◆ TAREFA BREVE 1:
Identifique todas as linhas dos registos que contêm a palavra “lock”, tendo em conta maiúsculas e minúsculas.

* * * *

Há outro tema que se chama “Relações recíprocas”, que pretende mostrar que nenhum artista trabalha sozinho e que toda a obra é feita de troca, comunicação e apropriação de coisas que o Almada torna suas e recria, fazendo aí uma coisa que já é diferente. E a colaboração entre artistas era uma ideia que lhe era cara: desde a revista ‘Orfeu’, aos bailados, a essa lanterna mágica que falei, até ao trabalho de colaboração com o arquiteto Porfírio Pardal Monteiro, numa pretensão de arte total. É isso que está em causa nas tentativas de fazer os bailados à semelhança do que faziam os Ballet Russes, em Paris, que iam buscar o Picasso para fazer figurinos, o Eric Satié para a música. Quanto aos outros núcleos, temos um chamado “Ver”, que reflete os seus estudos sobre a geometria que existe nas composições pictóricas desde a antiguidade até ao presente. Depois há um núcleo de auto-retratos, um núcleo de estudos e trabalhos ligados à representação do corpo, do movimento, do rosto, um outro que se chama ‘Performare’, que tem a ver com o lado performativo do Almada, o ‘Espaço público/espaço privado’, que tem a ver com as obras que fez de encomenda para esses espaços e que junta obras que normalmente não seriam vistas em conjunto, como os quadros que fez para o Bristol Club, para A Brasileira ou para a Alfaiataria Cunha estão ao lado de estudos para vitrais, desenhos de azulejos. Encomendas antes e depois do Estado Novo e cujo contraste está aí refletido.

 Mariana Pinto dos Santos, além de historiadora de arte é a editora da obra literária de Almada Negreiros (Gerardo Santos / Global Imagens)

Mariana Pinto dos Santos, além de historiadora de arte é a editora da obra literária de Almada Negreiros (Gerardo Santos / Global Imagens)

Falando em público e privado, de onde vieram as peças para esta exposição?
Parte deste acervo está na Fundação Gulbenkian, que tem um coleção grande de obras do Almada Negreiros e também um depósito com obras suas. Portanto, há uma parte que vem daqui, mas houve também uma investigação grande que permitiu localizar outras obras, algumas já conhecidas mas que já não se viam há muito tempo e outras que são inéditas, de coleções particulares, e que vão ser mostradas pela primeira vez aqui.

E são todas provenientes de Portugal?
Há uma que vem do estrangeiro, do Brasil. Saiu do país em 1975 e que nunca foi exposta cá.

Quando surgiu a ideia de fazer esta exposição e quanto tempo demorou a concretizá-la?
O convite surge no final de 2013, por parte da Isabel Carlos [diretora do Centro de Arte Moderna, à época] e creio que veio de uma vontade da Fundação Gulbenkian, tendo tantas obras do Almada no seu acervo, fazer uma exposição antológica deste artista. O trabalho em concreto para a exposição começa a partir daí, no início de 2014.

E o seu interesse pela obra do Almada Negreiros surge porquê?

* * * *

◆ TAREFA BREVE 2:
No texto sobre a exposição de Almada Negreiros, indique os espaços para os quais se diz que ele fez quadros.

◆ ENTRADAS EXTRAÍDAS:
* * * *

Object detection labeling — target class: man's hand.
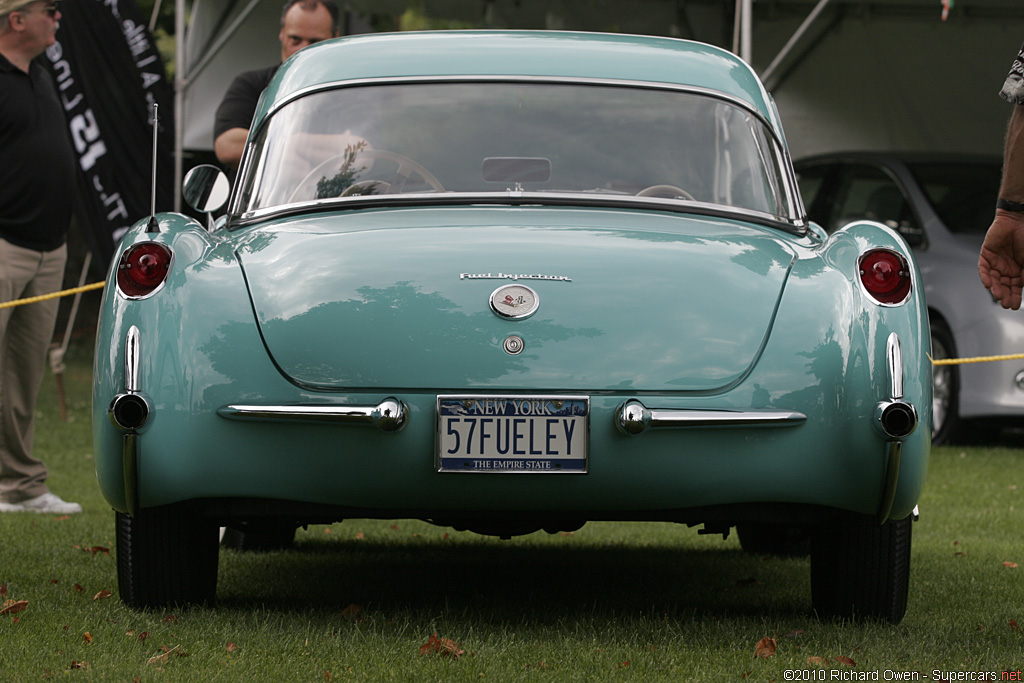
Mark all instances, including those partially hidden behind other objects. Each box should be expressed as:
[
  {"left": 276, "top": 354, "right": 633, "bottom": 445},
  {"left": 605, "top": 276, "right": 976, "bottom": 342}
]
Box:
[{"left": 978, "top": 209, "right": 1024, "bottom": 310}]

* * * *

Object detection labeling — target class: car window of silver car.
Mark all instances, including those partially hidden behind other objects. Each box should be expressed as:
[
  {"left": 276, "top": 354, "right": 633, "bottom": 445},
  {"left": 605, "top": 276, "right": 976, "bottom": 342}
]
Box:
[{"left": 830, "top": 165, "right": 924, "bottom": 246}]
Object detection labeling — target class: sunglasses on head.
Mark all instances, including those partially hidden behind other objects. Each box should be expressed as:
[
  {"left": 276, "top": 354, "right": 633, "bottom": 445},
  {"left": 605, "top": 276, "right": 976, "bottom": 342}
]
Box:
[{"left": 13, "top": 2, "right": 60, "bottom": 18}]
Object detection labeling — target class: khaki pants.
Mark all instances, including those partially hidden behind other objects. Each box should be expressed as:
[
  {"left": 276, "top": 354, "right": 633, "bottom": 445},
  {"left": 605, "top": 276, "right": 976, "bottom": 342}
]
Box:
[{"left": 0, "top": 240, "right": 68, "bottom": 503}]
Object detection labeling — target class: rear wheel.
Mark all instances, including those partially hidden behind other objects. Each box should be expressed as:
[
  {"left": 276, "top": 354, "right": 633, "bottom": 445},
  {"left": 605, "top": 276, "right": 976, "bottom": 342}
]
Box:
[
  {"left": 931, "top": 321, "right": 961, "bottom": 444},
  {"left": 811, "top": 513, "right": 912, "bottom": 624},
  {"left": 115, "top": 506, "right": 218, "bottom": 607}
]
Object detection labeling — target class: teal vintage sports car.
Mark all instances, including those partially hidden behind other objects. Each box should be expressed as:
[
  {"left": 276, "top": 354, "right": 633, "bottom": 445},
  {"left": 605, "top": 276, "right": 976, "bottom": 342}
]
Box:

* * * *

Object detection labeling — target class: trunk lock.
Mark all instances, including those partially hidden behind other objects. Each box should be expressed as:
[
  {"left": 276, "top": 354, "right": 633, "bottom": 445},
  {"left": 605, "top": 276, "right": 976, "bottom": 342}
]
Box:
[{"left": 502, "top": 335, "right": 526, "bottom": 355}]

* * * *

◆ RESPOSTA 1:
Object detection labeling — target class: trunk lock.

◆ RESPOSTA 2:
Bristol Club
A Brasileira
Alfaiataria Cunha